Brano fornito
Marwan intanto venne arrestato la prima volta a 18 anni, nel 1978, e condannato a sei anni di detenzione, un periodo che utilizzò per imparare l’ebraico nelle carceri israeliane. Come lei stessa ha raccontato nel 2017 in un’intervista ad Al Jazeera, quando uscì dal carcere le chiese di sposarlo «ma nella consapevolezza che lui non era interessato a fare soldi o a costruire una casa, perché la sua vita sarebbe stata interamente dedicata alla resistenza palestinese e alla fine dell’occupazione nei Territori». I due –oggi ultrasessantenni – si sposarono nel 1984. Marwan studiò storia e scienze politiche all’università di Bir Zeit e fu tra i fondatori di Shabiba, l’organizzazione giovanile di Fatah nei Territori, particolarmente attiva in quell’ateneo negli anni Ottanta. Emerse come figura carismatica nella Prima intifada (1987-1993) e venne deportato in Giordania nel 1987 con la moglie e i due figli: la famiglia restò in esilio per sette anni e rientrò in Cisgiordania nel 1994, dopo la firma degli Accordi di Oslo.
Al rientro in Palestina Fadwa intraprese gli studi in Giurisprudenza mentre cresceva i quattro figli. All’inizio degli anni Duemila aprì il proprio studio legale a Ramallah, dal quale ha cercato di incoraggiare la partecipazione delle donne alla vita politica palestinese. Il marito intanto dal 1998 era diventato membro del Consiglio legislativo palestinese ma nell’estate del 2000 i suoi rapporti con Yasser Arafat (capo dell’Organizzazione per la liberazione della Palestina e presidente dell’Autorità nazionale palestinese) si fecero tesi. Marwan divenne il simbolo della Seconda intifada durante la quale si è autodefinito leader delle milizie Tanzim, braccio militare del partito Fatah.

Cosa fare
- 1) Trascrivi parola per parola il brano su Marwan e Fadwa, iniziando da "Al rientro in" e proseguendo fino a "del partito Fatah.".
- 2) Rispondi a queste domande sul brano su Marwan e Fadwa:
(a) In che anno si sposarono Marwan e Fadwa?
(b) In quale città Fadwa aprì il proprio studio legale?
(c) Per quanti anni la famiglia restò in esilio?
- 3) Come proseguiresti il brano su Marwan e Fadwa dopo l'ultima frase riportata?
Le voci non hanno alcun ruolo in queste consegne.

Estratti dal dataset
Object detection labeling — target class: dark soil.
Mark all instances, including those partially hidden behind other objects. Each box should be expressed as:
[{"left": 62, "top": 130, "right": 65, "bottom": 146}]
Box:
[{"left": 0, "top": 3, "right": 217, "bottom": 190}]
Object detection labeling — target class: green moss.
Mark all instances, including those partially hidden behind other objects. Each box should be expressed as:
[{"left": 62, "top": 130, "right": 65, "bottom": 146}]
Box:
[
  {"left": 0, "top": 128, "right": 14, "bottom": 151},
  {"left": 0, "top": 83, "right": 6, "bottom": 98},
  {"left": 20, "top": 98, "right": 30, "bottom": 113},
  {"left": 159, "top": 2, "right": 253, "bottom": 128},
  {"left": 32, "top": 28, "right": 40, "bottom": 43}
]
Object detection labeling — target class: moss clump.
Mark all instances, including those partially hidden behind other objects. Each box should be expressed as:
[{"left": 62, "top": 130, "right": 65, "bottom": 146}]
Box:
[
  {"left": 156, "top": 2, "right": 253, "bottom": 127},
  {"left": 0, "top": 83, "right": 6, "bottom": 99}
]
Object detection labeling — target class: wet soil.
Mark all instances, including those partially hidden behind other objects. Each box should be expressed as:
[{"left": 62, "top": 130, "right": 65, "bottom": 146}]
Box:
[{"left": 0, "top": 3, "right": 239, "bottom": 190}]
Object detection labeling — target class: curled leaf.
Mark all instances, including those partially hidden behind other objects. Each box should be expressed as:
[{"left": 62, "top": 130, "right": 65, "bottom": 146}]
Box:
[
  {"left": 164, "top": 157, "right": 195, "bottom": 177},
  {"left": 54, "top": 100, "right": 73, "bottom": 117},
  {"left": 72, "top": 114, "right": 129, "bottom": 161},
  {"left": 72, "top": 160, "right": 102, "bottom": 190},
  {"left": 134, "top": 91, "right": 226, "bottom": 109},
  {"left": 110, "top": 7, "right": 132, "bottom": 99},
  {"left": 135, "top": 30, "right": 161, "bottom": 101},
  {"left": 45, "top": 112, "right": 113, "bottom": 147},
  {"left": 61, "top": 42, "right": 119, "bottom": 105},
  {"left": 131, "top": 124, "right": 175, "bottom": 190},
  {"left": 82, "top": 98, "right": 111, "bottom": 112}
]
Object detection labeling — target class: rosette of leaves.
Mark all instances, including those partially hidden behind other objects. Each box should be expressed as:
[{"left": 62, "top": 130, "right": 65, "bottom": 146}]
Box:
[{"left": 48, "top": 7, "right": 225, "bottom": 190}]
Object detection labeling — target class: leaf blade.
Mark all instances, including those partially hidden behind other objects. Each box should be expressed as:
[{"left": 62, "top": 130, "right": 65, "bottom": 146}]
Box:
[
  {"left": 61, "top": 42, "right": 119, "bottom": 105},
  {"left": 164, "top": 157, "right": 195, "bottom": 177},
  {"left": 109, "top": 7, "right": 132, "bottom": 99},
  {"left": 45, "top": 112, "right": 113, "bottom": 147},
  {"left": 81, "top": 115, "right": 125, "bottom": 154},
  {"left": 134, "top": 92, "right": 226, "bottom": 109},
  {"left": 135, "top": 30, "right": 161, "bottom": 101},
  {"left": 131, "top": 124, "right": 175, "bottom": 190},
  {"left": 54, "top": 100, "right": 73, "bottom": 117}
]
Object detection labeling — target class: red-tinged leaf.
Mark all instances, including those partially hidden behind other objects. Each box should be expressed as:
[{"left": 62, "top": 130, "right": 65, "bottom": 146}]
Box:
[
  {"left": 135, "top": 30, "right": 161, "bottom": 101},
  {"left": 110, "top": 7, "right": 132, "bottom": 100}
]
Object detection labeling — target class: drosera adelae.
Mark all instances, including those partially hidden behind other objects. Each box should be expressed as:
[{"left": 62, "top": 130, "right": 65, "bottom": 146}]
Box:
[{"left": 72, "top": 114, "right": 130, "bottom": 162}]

Risposte alle consegne
- 1)
Al rientro in Palestina Fadwa intraprese gli studi in Giurisprudenza mentre cresceva i quattro figli. All’inizio degli anni Duemila aprì il proprio studio legale a Ramallah, dal quale ha cercato di incoraggiare la partecipazione delle donne alla vita politica palestinese. Il marito intanto dal 1998 era diventato membro del Consiglio legislativo palestinese ma nell’estate del 2000 i suoi rapporti con Yasser Arafat (capo dell’Organizzazione per la liberazione della Palestina e presidente dell’Autorità nazionale palestinese) si fecero tesi. Marwan divenne il simbolo della Seconda intifada durante la quale si è autodefinito leader delle milizie Tanzim, braccio militare del partito Fatah.

- 2)
(a) Nel 1984.
(b) A Ramallah.
(c) Per sette anni.

- 3)
Dopo essere scampato a diversi tentativi di ucciderlo, messi in atto dalle forze di sicurezza israeliane, Marwan Barghouti venne arrestato il 15 aprile 2022 – con l’accusa di esser coinvolto in diversi attentati costati la vita a 26 persone – e poi condannato a cinque ergastoli e altri 40 anni di detenzione, il massimo della pena prevista. Da quel momento la vita di Fadwa è stata interamente dedicata alla liberazione del marito e ad alleviare la condizione dei detenuti palestinesi nelle carceri israeliane. Nel 2013 è stata in Sudafrica per lanciare la campagna «Liberate Marwan Barghouti e tutti i prigionieri palestinesi» insieme all’ex prigioniero politico sudafricano Ahmed Katrada, icona della lotta contro l’apartheid insieme a Nelson Mandela. Alla campagna aderirono otto Premi Nobel e molte decine di governi.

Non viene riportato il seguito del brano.